Beschluss vom 10. November 2022 - 1 BvR 1941/22
ECLI | ECLI:DE:BVerfG:2022:rk20221110.1bvr194122 |
Date | 10 Noviembre 2022 |
Judgement Number | 1 BvR 1941/22 |
Citation | BVerfG, Beschluss der 1. Kammer des Ersten Senats vom 10. November 2022 - 1 BvR 1941/22 -, Rn. 1-28, |
Court | Constitutional Court (Germany) |
BUNDESVERFASSUNGSGERICHT
- 1 BvR 1941/22 -
über
die Verfassungsbeschwerde
des Herrn (…), |
gegen |
den Beschluss des Landgerichts Berlin vom 12. September 2022 - 27 O 367/22 - |
hat die 1. Kammer des Ersten Senats des Bundesverfassungsgerichts durch
den Präsidenten Harbarth
und die Richterinnen Ott,
Härtel
am 10. November 2022 einstimmig beschlossen:
- Es wird festgestellt, dass der Beschluss des Landgerichts Berlin vom 12. September 2022 - 27 O 367/22 - den Beschwerdeführer in seinem grundrechtsgleichen Recht auf prozessuale Waffengleichheit gemäß Artikel 3 Absatz 1 in Verbindung mit Artikel 20 Absatz 3 des Grundgesetzes verletzt.
- Das Land Berlin hat dem Beschwerdeführer seine notwendigen Auslagen im Verfassungsbeschwerdeverfahren zu erstatten.
- Der Wert des Gegenstands der anwaltlichen Tätigkeit wird für das Verfassungsbeschwerdeverfahren auf 25.000 Euro (in Worten: fünfundzwanzigtausend Euro) festgesetzt.
I.
Mit seiner Verfassungsbeschwerde wendet sich der Beschwerdeführer gegen eine durch das Landgericht Berlin ohne vorherige Anhörung erlassene einstweilige Verfügung, mit der ihm eine durch E-Mail an den Rundfunk (…) am 26. August 2022 gerichtete Äußerung über den Antragsteller des Ausgangsverfahrens (im Folgenden: Antragsteller), einen Rechtsanwalt, untersagt wurde.

- [Aufgabenstellung]:
Wer muss dem Beschwerdeführer laut dem Beschluss seine notwendigen Auslagen im Verfassungsbeschwerdeverfahren erstatten? Stützen Sie sich ausschließlich auf den Beschluss.

- [Datenauszug]:
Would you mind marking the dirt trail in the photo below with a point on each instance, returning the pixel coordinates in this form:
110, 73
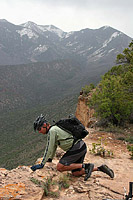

- [Vollständige Antwort]:
Das Land Berlin.